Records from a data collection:
★ ★ ★ ★ ★

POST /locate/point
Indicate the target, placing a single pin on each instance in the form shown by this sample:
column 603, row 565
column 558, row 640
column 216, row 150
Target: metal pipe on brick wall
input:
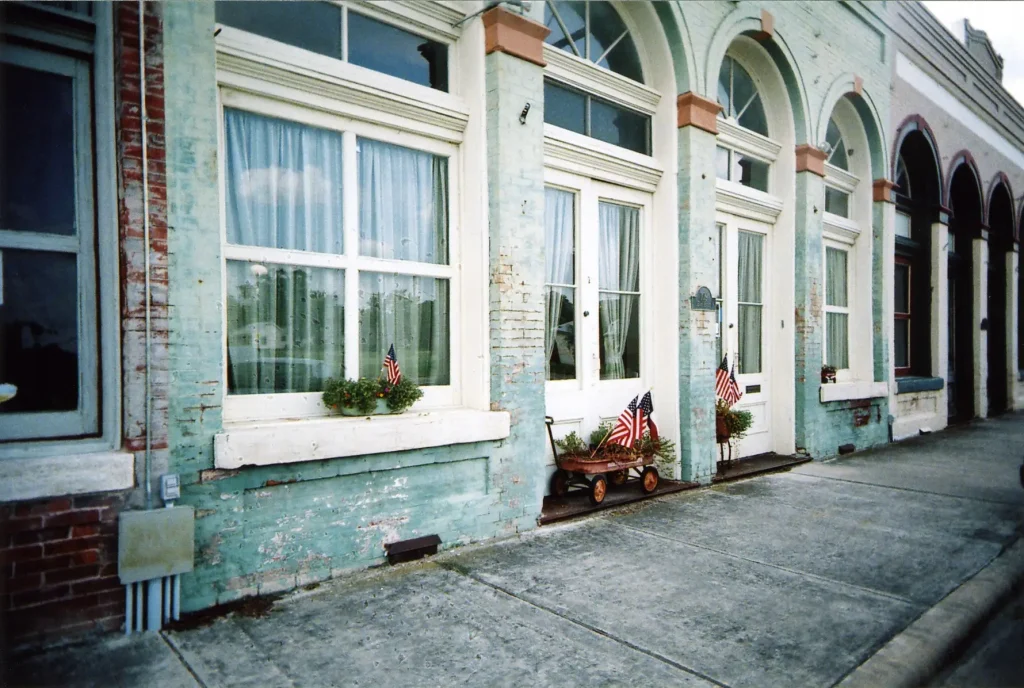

★ ★ ★ ★ ★

▶ WHAT IS EXPECTED
Reproduce every line of the records above word for word, leaving out the picture.

▶ RESULT FOR THIS EXERCISE
POST /locate/point
Indicate the target, placing a single pin on each instance in the form shown by this sample:
column 603, row 565
column 558, row 640
column 216, row 150
Target: metal pipe on brick wall
input:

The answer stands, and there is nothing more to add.